[Entries from a collection]

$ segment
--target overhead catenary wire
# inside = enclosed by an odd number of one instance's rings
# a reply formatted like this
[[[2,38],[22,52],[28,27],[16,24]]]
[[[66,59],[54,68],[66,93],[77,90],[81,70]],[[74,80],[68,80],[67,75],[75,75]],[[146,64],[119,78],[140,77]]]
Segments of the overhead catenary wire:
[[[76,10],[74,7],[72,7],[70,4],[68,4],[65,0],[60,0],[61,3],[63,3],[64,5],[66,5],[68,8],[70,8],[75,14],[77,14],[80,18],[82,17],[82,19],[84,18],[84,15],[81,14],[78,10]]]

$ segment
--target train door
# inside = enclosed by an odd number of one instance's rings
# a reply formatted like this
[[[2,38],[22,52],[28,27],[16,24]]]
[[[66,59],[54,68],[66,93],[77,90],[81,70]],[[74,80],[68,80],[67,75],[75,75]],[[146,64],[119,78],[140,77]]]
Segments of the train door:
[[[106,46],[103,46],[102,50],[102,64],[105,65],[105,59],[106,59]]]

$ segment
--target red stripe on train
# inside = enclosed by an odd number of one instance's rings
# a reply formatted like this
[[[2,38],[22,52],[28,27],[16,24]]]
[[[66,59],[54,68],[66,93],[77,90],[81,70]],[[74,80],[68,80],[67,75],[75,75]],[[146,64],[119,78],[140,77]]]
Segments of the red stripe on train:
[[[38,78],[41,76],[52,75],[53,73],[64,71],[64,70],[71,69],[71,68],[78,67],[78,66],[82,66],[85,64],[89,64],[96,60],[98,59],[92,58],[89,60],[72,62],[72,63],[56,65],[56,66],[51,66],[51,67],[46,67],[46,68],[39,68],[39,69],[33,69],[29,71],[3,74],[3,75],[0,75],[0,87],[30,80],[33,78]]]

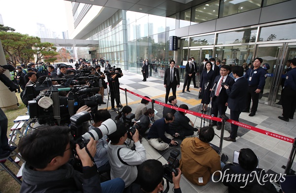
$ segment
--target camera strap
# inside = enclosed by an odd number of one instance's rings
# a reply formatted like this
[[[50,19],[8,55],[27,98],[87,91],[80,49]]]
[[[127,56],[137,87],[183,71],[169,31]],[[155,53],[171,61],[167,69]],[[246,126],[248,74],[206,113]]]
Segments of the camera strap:
[[[119,149],[118,149],[117,150],[117,157],[118,157],[118,159],[119,159],[119,161],[120,161],[120,162],[122,163],[123,163],[124,165],[131,165],[130,164],[128,164],[127,163],[126,163],[125,161],[123,161],[121,157],[120,157],[120,156],[119,155],[119,151],[120,151],[120,149],[122,149],[122,148],[120,148]]]

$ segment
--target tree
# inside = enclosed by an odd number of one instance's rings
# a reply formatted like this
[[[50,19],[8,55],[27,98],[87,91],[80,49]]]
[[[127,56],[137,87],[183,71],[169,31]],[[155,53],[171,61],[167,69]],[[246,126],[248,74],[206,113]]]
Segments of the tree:
[[[12,28],[10,28],[8,26],[4,26],[2,24],[0,24],[0,32],[4,31],[4,32],[14,32],[15,30]]]
[[[71,58],[70,53],[65,48],[62,47],[58,51],[59,55],[56,56],[58,61],[60,62],[68,62]]]
[[[44,59],[45,62],[52,62],[57,60],[55,56],[59,54],[56,51],[57,48],[53,46],[53,43],[42,42],[37,43],[35,45],[37,57],[35,58],[36,63]]]
[[[34,61],[35,54],[39,56],[37,62],[41,59],[53,58],[58,54],[53,44],[41,43],[39,38],[27,34],[2,31],[0,32],[0,39],[6,61],[14,66],[17,63],[26,64]]]

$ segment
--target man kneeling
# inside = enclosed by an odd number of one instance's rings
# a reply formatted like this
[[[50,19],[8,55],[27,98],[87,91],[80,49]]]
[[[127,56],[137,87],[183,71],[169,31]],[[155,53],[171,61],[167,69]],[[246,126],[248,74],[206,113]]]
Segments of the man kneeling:
[[[67,162],[71,156],[70,130],[59,126],[36,129],[21,140],[19,150],[26,160],[21,193],[122,193],[124,182],[117,178],[100,183],[97,168],[87,153],[76,144],[82,174]],[[86,148],[93,157],[96,141],[91,138]]]

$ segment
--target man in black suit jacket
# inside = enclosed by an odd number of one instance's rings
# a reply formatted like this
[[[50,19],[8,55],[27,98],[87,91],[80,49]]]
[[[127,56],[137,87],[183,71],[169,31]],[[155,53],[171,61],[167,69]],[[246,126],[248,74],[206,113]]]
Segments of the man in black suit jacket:
[[[244,78],[244,68],[241,66],[235,66],[232,67],[232,74],[235,79],[235,82],[231,89],[224,85],[226,93],[228,96],[228,107],[230,110],[230,119],[238,121],[239,115],[242,111],[246,108],[246,101],[248,93],[249,84],[248,80]],[[235,137],[237,135],[238,126],[231,124],[231,131],[230,136],[224,137],[226,141],[235,142]]]
[[[217,68],[219,68],[217,67]],[[223,65],[220,70],[220,76],[218,76],[215,78],[214,83],[216,83],[215,89],[213,91],[213,96],[212,97],[212,114],[217,116],[218,112],[220,116],[225,115],[227,109],[228,95],[226,93],[226,89],[221,85],[222,83],[226,83],[229,86],[231,86],[234,83],[234,79],[228,76],[230,70],[230,67]],[[210,124],[210,126],[217,125],[218,130],[221,129],[221,122],[213,120]]]
[[[176,68],[174,68],[175,61],[174,60],[172,60],[170,61],[170,67],[165,70],[163,80],[163,84],[166,90],[165,103],[168,103],[171,88],[172,88],[173,91],[173,95],[177,98],[176,91],[177,88],[179,88],[180,86],[180,77],[179,71]],[[173,74],[172,74],[172,73],[173,73]]]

* REQUIRED WORK *
Present all of the lines above as a numbered list, omitting the blank lines. Leave the pictures out of your answer.

* OUTPUT FOR THIS TASK *
1. $ segment
2. --target overhead catenary wire
3. # inside = enclosed by an odd number of one instance's rings
4. # a reply formatted like this
5. [[[2,38],[22,52],[28,27],[16,24]]]
6. [[[66,59],[54,68],[66,93],[77,90],[81,70]],[[74,80],[68,80],[67,75],[75,75]],[[146,64],[119,78],[140,77]]]
7. Segments of the overhead catenary wire:
8. [[[76,10],[74,7],[72,7],[70,4],[68,4],[65,0],[60,0],[61,3],[63,3],[64,5],[66,5],[68,8],[70,8],[75,14],[77,14],[80,18],[82,17],[82,19],[84,18],[84,15],[81,14],[78,10]]]
9. $ segment
10. --target train door
11. # inside = enclosed by an odd number of one instance's rings
12. # a reply formatted like this
13. [[[2,38],[22,52],[28,27],[16,24]]]
14. [[[66,59],[54,68],[66,93],[77,90],[81,70]],[[74,80],[68,80],[67,75],[75,75]],[[146,64],[119,78],[140,77]]]
15. Segments of the train door:
16. [[[106,46],[103,46],[102,50],[102,64],[105,65],[105,59],[106,59]]]
17. $ segment
18. --target red stripe on train
19. # inside = enclosed by an odd number of one instance's rings
20. # a reply formatted like this
21. [[[2,38],[22,52],[28,27],[16,24]]]
22. [[[66,59],[54,68],[66,93],[77,90],[81,70]],[[74,80],[68,80],[67,75],[75,75]],[[146,64],[119,78],[140,77]]]
23. Segments of the red stripe on train:
24. [[[38,78],[41,76],[52,75],[53,73],[64,71],[64,70],[71,69],[71,68],[78,67],[78,66],[82,66],[85,64],[89,64],[96,60],[98,59],[92,58],[89,60],[72,62],[72,63],[56,65],[56,66],[51,66],[51,67],[46,67],[46,68],[39,68],[39,69],[33,69],[29,71],[3,74],[3,75],[0,75],[0,87],[30,80],[33,78]]]
25. $ segment
26. --target camera strap
27. # inside = enclosed by an odd number of one instance's rings
28. # a reply formatted like this
29. [[[50,19],[8,55],[27,98],[87,91],[80,49]]]
30. [[[127,56],[137,87],[183,71],[169,31]],[[155,53],[171,61],[167,69]],[[246,126],[248,74],[206,113]]]
31. Segments of the camera strap:
32. [[[119,149],[118,149],[117,150],[117,157],[118,157],[118,159],[119,159],[119,161],[120,161],[120,162],[122,163],[123,163],[124,165],[131,165],[130,164],[128,164],[127,163],[126,163],[125,161],[123,161],[121,157],[120,157],[120,156],[119,155],[119,151],[120,151],[120,149],[122,149],[122,148],[120,148]]]
33. $ segment
34. --target tree
35. # inside = enclosed by an odd number of one instance's rings
36. # a reply formatted like this
37. [[[50,19],[8,55],[27,98],[87,91],[80,49]]]
38. [[[127,56],[137,87],[183,71],[169,31]],[[155,53],[171,61],[167,69]],[[246,126],[248,74],[206,113]]]
39. Segments of the tree:
40. [[[12,28],[10,28],[8,26],[4,26],[2,24],[0,24],[0,32],[4,31],[4,32],[14,32],[15,30]]]
41. [[[71,58],[70,53],[65,48],[62,47],[58,51],[59,55],[56,56],[58,61],[60,62],[68,62]]]
42. [[[44,59],[45,62],[52,62],[57,60],[55,56],[59,54],[56,51],[57,48],[53,46],[53,43],[42,42],[37,43],[35,45],[37,57],[35,58],[36,63]]]
43. [[[34,61],[35,54],[39,56],[37,62],[41,59],[53,58],[58,54],[53,44],[41,43],[39,38],[27,34],[2,31],[0,32],[0,39],[6,61],[14,66],[17,63],[26,64]]]
44. $ segment
45. --target man kneeling
46. # inside = enclosed by an odd number of one instance's rings
47. # a reply formatted like this
48. [[[50,19],[8,55],[27,98],[87,91],[80,49]]]
49. [[[127,56],[137,87],[183,71],[169,31]],[[155,53],[171,61],[167,69]],[[246,126],[248,74],[206,113]]]
50. Segments of the man kneeling:
51. [[[67,162],[71,156],[70,130],[59,126],[36,129],[21,140],[19,150],[26,160],[21,193],[122,193],[124,182],[117,178],[100,183],[97,168],[87,153],[76,144],[82,174]],[[86,148],[93,157],[96,141],[91,138]]]
52. $ segment
53. --target man in black suit jacket
54. # inside = enclosed by an odd number of one instance's rings
55. # a reply formatted like this
56. [[[50,19],[8,55],[27,98],[87,91],[80,49]]]
57. [[[127,56],[137,87],[183,71],[169,31]],[[155,53],[171,61],[167,69]],[[246,126],[248,74],[206,113]]]
58. Segments of the man in black suit jacket:
59. [[[244,78],[244,68],[241,66],[235,66],[232,67],[232,74],[235,79],[235,82],[231,89],[224,85],[226,93],[228,96],[228,107],[230,110],[230,119],[238,121],[239,115],[242,111],[246,108],[246,101],[248,93],[249,84],[248,80]],[[235,137],[237,135],[238,126],[231,124],[231,131],[230,136],[224,137],[226,141],[235,142]]]
60. [[[217,68],[219,68],[217,67]],[[223,65],[220,70],[220,76],[218,76],[215,78],[214,83],[216,83],[215,89],[213,91],[213,96],[212,97],[212,114],[217,116],[218,112],[220,116],[225,115],[227,109],[228,95],[226,93],[226,89],[221,85],[222,83],[226,83],[229,86],[231,86],[234,83],[234,79],[228,76],[230,70],[230,67]],[[210,124],[210,126],[217,125],[218,130],[221,129],[221,122],[213,120]]]
61. [[[176,68],[174,68],[175,61],[174,60],[172,60],[170,61],[170,67],[165,70],[163,80],[163,84],[166,90],[165,103],[168,103],[171,88],[172,88],[173,91],[173,95],[177,98],[176,91],[177,88],[179,88],[180,86],[180,77],[179,71]],[[173,74],[172,74],[172,73],[173,73]]]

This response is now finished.